PROBLEMS TO SOLVE:
A. Answer these questions from the trastuzumab cardiac-outcomes article below, one answer per line, marked the same way:
(i) How many patients did the new analysis assess, and how many were in each group?
(ii) What was the median follow-up for this analysis?
(iii) Who led the study authors, and at what institution?
B. Decide whether each statement agrees with the trastuzumab cardiac-outcomes article below. Answer yes or no, and quote the words that decide it.
(i) The mean age of included patients was over 50.
(ii) At the long-term follow-up assessment, the mean decline in LVEF was smaller in the trastuzumab group than in the control group.
(iii) Only patients who were alive and disease free were included in the new analysis.
C. Pick up the article on trastuzumab and long-term cardiac outcomes below and continue it from its last sentence.

PAGE EXTRACT:
========
No Long-Term Cardiac Toxicity With Trastuzumab in HER2-Positive Breast Cancer

Article

Adding trastuzumab to anthracycline and taxane-based chemotherapy does not result in worsening of long-term cardiac outcomes in patients with node-positive, HER2-positive early breast cancer, according to a new study.

Adding trastuzumab to anthracycline and taxane-based chemotherapy does not result in worsening of long-term cardiac outcomes in patients with node-positive, HER2-positive early breast cancer, according to a new study.

The NSABP Protocol B-31 trial showed that adding trastuzumab to paclitaxel following doxorubicin and cyclophosphamide improved overall survival. With 7 years of follow-up, the incidence of severe cardiac events was increased in the trastuzumab group. “However, severe cardiotoxicity seemed to be an early event, because only two cases of congestive heart failure occurred > 2 years after initiation of trastuzumab,” wrote study authors led by Edward H. Romond, MD, of the University of Kentucky in Lexington.

Little is known about the cardiac effects over a longer time period. The new analysis assessed those longer-term cardiac results in 407 patients (110 control patients, 297 trastuzumab patients) from the B-31 trial; patients were included if they were alive and disease free. The results were published online ahead of print in the Journal of Clinical Oncology.

The mean age of included patients was 48.3 years, and the median follow-up for this analysis was 8.8 years. At 18 months, the mean decline from baseline in left-ventricular ejection fraction (LVEF) was 3.2% in the control patients and 3.9% with trastuzumab. At the long-term follow-up assessment, the mean decline was 3.9% in the control group and 2.8% in the trastuzumab group.

At that long-term follow-up assessment, five of the control patients (4.5%) had an LVEF decline of at least 10% and less than 50%; 10 trastuzumab patients (3.4%) met this mark. There were only three patients-one control, two trastuzumab-who had declines above 50% at 18 months and less than 40% at the long-term assessment.
========
LISTED ENTRIES:
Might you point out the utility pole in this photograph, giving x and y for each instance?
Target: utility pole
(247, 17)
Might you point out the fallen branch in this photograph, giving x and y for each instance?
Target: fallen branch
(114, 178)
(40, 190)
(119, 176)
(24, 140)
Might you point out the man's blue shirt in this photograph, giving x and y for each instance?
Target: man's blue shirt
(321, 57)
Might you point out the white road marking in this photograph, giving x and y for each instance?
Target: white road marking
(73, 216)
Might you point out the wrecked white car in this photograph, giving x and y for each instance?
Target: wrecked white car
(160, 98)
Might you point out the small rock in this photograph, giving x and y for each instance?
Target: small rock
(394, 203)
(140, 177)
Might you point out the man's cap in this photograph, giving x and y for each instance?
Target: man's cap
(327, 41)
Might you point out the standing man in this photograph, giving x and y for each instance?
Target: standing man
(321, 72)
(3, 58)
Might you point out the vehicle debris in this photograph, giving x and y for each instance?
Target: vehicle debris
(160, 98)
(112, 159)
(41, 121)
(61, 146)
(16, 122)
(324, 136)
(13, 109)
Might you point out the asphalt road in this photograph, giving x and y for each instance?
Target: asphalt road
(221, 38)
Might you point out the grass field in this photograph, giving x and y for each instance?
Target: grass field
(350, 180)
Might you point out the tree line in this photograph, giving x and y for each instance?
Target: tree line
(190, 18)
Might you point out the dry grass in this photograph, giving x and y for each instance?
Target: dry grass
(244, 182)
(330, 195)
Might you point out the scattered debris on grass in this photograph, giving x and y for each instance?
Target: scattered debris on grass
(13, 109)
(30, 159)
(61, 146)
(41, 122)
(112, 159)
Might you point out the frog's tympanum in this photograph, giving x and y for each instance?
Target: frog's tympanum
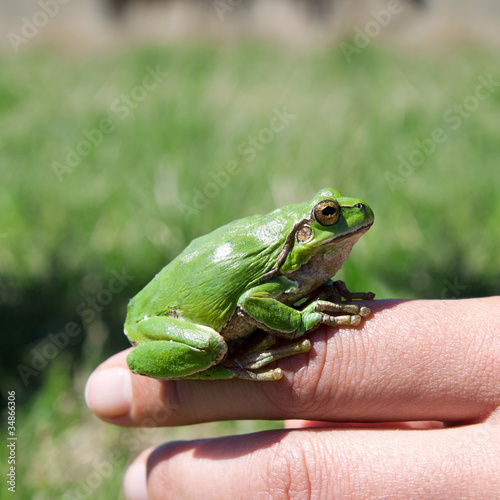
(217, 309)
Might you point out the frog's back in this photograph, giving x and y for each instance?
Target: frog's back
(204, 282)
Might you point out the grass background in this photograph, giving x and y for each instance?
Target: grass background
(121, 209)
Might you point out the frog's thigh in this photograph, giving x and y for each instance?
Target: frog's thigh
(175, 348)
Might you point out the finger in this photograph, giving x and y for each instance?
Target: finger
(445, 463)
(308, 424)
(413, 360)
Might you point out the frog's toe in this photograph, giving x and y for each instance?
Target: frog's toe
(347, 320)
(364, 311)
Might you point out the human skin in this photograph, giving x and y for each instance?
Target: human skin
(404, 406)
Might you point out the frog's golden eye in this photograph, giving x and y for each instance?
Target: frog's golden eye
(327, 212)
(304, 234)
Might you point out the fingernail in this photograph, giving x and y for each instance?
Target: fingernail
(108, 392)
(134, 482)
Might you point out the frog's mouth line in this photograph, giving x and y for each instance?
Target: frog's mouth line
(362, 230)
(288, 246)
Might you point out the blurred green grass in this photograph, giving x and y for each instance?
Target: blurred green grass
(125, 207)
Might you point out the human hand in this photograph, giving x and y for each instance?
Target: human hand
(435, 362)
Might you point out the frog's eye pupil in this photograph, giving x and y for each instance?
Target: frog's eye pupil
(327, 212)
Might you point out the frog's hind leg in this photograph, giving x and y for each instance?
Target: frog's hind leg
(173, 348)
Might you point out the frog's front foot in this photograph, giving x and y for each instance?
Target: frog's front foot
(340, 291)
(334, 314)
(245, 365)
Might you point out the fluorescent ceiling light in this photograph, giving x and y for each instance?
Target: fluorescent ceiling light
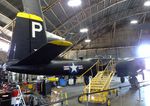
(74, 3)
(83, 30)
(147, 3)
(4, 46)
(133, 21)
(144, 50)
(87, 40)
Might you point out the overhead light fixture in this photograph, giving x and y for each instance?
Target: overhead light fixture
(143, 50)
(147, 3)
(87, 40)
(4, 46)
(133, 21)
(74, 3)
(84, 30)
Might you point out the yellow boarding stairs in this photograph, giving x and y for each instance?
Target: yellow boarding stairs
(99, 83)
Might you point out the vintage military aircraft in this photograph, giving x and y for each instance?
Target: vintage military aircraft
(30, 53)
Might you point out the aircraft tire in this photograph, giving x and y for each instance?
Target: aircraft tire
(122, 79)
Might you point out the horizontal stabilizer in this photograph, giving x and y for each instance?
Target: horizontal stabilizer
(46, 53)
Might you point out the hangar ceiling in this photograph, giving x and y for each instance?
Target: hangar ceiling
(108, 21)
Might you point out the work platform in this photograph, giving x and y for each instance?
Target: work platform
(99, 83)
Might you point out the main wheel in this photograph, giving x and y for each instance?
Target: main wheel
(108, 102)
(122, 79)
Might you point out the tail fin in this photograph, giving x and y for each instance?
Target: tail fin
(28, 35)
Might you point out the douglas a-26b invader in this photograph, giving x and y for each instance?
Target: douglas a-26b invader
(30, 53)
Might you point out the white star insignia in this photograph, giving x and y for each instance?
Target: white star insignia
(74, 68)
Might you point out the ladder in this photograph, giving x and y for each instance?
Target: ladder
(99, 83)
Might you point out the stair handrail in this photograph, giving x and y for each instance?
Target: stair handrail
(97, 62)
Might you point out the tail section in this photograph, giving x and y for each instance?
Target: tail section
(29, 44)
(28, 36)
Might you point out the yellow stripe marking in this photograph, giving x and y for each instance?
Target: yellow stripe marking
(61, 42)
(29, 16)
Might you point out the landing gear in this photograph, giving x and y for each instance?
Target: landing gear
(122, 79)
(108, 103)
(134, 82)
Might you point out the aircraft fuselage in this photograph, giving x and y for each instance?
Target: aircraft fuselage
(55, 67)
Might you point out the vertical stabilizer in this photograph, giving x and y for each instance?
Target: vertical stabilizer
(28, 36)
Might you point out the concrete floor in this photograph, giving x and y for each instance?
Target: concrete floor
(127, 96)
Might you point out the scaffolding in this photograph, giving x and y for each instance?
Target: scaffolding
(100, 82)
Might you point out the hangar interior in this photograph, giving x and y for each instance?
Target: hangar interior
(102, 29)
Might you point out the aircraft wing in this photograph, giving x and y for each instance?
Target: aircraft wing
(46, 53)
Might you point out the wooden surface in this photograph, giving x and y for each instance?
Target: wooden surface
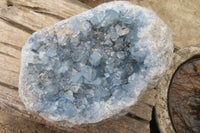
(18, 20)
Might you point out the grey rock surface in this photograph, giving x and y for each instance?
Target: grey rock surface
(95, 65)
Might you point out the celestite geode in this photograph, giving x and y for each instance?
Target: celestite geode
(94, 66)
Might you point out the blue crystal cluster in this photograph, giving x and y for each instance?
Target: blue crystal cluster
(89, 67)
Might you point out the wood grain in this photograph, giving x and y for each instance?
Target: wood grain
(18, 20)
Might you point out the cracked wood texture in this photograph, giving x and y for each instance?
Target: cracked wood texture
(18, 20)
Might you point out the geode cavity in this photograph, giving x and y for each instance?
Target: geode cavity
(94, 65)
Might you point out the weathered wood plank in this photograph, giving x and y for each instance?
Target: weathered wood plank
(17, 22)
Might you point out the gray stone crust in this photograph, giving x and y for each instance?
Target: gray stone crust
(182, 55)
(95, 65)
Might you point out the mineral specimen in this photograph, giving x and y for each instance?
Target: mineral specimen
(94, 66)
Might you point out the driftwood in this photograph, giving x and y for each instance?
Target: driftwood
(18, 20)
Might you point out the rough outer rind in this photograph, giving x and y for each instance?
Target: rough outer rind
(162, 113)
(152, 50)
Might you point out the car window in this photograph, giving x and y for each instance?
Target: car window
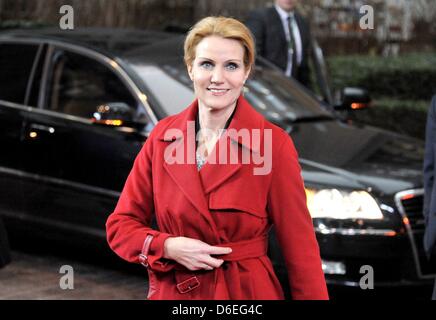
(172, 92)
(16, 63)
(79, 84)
========
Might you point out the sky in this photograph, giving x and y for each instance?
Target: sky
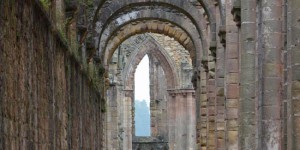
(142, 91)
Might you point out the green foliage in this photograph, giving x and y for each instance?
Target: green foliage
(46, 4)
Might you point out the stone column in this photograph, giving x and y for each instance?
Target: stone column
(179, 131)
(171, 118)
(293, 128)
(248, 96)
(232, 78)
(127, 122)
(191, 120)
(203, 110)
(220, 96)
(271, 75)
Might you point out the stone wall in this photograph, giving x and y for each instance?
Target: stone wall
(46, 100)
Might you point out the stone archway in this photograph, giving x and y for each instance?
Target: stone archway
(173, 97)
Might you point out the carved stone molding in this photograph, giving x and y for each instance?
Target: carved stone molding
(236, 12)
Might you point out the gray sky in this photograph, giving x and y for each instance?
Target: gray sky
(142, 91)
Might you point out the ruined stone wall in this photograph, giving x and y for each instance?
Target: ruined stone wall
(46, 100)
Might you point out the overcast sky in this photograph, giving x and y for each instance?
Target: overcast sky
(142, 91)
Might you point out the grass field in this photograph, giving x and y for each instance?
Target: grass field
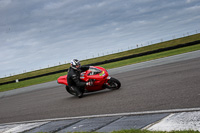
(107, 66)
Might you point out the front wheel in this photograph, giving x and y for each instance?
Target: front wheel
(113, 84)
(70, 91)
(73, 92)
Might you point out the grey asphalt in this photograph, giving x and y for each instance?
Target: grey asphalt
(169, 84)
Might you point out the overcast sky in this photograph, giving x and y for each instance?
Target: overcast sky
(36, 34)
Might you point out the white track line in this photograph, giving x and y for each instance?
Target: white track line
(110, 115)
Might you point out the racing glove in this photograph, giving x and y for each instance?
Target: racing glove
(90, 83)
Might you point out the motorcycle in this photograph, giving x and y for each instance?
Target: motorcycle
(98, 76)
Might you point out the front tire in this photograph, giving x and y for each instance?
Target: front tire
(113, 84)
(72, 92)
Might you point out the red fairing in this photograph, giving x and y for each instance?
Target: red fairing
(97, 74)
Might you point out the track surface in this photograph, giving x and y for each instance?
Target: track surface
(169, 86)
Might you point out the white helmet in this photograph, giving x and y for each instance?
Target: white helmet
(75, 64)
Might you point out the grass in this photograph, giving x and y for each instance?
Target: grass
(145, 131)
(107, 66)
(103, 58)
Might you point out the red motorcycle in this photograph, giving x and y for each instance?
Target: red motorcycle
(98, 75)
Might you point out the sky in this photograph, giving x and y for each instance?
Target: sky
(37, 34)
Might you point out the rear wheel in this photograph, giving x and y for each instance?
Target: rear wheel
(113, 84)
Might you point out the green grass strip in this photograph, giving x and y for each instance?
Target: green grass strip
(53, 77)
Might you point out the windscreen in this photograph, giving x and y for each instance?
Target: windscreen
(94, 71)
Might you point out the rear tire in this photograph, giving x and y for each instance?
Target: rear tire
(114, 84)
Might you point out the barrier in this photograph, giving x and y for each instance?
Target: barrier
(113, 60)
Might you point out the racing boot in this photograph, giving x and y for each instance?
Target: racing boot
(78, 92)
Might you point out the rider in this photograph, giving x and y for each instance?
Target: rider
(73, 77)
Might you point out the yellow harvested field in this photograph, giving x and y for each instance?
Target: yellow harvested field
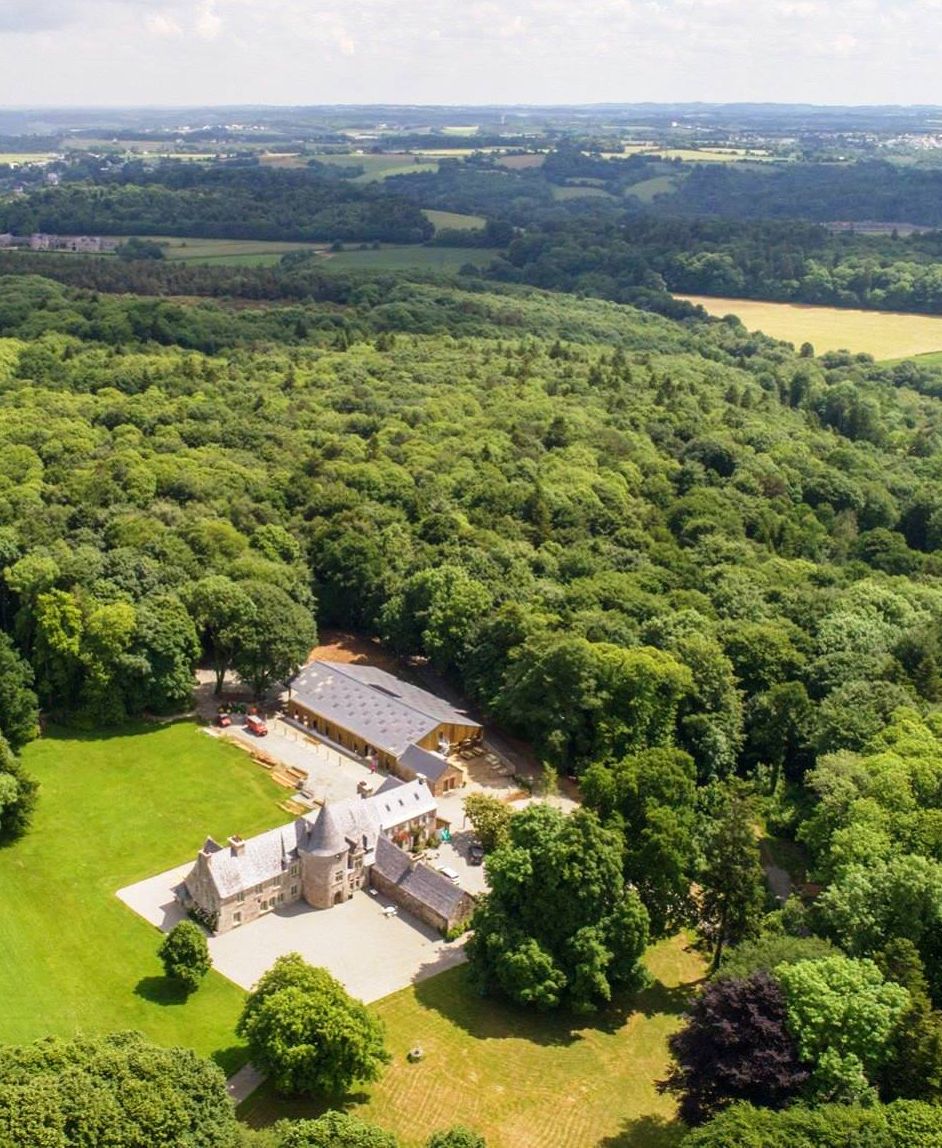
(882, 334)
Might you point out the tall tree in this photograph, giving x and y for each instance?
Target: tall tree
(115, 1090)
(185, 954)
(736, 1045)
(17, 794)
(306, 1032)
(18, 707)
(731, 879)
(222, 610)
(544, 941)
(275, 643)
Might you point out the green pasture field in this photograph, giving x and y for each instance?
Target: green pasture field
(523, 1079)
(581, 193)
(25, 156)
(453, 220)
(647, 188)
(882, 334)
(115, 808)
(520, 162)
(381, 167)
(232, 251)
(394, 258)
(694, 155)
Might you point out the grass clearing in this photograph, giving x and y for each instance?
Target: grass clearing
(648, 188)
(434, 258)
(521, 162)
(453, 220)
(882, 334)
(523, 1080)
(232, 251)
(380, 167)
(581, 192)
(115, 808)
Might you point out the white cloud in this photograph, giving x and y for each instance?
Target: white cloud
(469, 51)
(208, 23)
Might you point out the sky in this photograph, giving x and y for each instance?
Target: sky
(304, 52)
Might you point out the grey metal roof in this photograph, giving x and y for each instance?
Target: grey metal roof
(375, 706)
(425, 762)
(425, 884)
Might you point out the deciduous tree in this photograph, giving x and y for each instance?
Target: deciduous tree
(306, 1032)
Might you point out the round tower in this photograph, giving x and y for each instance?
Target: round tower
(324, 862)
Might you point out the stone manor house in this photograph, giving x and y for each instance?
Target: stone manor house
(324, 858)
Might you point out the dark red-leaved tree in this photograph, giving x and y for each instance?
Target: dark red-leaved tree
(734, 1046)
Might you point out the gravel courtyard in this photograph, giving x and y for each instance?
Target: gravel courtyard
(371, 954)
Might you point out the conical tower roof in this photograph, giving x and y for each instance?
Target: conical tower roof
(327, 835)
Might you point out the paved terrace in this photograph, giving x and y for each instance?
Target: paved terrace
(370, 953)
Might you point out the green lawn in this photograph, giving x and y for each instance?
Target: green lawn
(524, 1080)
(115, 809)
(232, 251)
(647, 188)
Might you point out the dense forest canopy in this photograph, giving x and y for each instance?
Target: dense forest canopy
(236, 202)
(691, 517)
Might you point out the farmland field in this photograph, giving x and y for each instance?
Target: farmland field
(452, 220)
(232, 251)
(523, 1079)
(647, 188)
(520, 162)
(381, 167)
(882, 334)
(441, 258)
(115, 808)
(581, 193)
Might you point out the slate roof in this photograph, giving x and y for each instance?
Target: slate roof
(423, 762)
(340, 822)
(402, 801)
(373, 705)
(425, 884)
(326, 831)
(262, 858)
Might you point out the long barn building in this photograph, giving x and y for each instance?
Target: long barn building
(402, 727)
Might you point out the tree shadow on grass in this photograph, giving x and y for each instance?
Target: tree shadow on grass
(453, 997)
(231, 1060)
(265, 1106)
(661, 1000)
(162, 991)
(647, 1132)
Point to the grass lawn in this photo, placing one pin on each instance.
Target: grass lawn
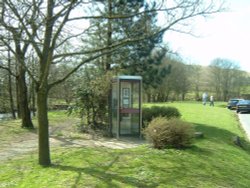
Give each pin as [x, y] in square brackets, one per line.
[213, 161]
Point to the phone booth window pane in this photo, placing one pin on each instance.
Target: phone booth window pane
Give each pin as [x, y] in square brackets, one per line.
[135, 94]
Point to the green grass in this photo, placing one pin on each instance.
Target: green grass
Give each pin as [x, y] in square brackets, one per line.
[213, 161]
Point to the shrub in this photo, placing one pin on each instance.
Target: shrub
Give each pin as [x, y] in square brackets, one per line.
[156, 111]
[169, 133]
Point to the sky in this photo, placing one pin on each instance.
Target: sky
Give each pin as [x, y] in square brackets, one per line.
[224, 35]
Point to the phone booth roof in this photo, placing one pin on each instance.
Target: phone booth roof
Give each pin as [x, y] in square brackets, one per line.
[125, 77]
========
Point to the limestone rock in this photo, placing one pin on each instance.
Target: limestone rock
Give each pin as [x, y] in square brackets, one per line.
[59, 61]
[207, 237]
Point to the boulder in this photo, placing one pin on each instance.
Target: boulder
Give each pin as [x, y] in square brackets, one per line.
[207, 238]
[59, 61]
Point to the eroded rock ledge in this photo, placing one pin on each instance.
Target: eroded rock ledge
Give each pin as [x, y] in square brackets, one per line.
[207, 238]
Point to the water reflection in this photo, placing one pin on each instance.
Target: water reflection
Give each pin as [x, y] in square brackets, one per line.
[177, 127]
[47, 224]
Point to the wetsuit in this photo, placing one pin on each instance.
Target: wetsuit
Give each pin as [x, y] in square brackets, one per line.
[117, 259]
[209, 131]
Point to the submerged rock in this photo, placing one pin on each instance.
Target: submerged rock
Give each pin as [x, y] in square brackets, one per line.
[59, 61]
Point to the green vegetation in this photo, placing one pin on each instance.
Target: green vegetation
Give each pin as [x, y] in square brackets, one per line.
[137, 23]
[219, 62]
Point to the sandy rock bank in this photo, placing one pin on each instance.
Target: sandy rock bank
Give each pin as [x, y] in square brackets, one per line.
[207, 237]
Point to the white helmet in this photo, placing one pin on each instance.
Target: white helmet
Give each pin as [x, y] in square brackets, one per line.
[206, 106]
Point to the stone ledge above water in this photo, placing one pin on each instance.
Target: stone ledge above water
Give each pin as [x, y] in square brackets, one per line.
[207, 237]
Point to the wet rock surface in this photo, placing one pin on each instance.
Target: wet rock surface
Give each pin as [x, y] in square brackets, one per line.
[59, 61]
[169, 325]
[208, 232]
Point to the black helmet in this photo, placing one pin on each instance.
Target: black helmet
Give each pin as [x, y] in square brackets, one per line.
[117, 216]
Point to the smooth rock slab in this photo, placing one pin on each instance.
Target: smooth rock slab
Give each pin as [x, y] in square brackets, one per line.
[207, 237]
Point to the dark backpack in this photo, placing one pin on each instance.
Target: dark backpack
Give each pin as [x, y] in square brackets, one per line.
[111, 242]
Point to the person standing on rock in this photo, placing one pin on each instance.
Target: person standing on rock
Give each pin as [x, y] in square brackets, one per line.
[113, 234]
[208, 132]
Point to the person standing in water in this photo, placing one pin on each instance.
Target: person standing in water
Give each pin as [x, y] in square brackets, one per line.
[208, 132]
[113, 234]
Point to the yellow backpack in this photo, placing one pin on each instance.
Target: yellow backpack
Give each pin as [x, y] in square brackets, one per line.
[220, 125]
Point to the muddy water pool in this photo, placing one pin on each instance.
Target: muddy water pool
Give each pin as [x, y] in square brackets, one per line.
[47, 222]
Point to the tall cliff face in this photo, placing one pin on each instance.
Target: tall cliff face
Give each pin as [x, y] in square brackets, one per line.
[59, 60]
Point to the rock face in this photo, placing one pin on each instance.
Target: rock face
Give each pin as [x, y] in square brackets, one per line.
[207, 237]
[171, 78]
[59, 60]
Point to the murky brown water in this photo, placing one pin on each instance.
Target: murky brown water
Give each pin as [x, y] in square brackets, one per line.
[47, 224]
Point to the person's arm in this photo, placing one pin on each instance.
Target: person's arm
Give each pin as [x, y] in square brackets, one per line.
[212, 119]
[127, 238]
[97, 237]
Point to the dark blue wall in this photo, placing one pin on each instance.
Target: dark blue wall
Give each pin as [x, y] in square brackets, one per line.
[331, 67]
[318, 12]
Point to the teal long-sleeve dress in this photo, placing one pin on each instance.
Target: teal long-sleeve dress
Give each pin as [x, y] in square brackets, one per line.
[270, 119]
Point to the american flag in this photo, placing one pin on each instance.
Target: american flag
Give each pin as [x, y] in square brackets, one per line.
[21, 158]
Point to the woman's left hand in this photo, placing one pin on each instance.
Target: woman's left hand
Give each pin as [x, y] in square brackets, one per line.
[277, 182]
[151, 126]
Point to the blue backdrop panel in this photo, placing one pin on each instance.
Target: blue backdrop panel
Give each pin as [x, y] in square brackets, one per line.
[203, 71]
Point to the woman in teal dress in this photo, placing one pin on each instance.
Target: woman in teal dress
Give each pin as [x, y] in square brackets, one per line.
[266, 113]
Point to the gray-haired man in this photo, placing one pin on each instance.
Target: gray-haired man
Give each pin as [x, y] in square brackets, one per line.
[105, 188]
========
RESPONSES TO THE TASKS:
A.
(i) 407 patients: 110 control patients and 297 trastuzumab patients.
(ii) 8.8 years.
(iii) Edward H. Romond, MD, of the University of Kentucky in Lexington.

B.
(i) No: "The mean age of included patients was 48.3 years"
(ii) Yes: "the mean decline was 3.9% in the control group and 2.8% in the trastuzumab group"
(iii) Yes: "patients were included if they were alive and disease free"

C.
Similar proportions of the groups were receiving antihypertensive therapy at the long-term assessment-31.8% of control patients and 33.3% of trastuzumab patients.

At a previous report, 37 trastuzumab patients had experienced a cardiac event, including one cardiac death. Only 23 of those were eligible for the long-term analysis, and eight of those consented to participate. Ten of the 37 patients have died.

Lower scores on the Duke Activity Status Index were correlated with several factors, including age, baseline hypertensive medication use, and baseline hyperlipidemia medication use, but there was no such correlation with trastuzumab use.

The authors noted that this is limited by its failure to include all participants in the B-31 trial, though those who did participate had similar baseline characteristics to the full cohort.

“Our report provides encouraging data from the B-31 study and indicates that in breast cancer survivors without a pre-existing cardiac history, the addition of trastuzumab to adjuvant anthracycline-based chemotherapy does not result in long-term worsening of cardiac function, cardiac symptoms, or health-related quality of life,” they concluded.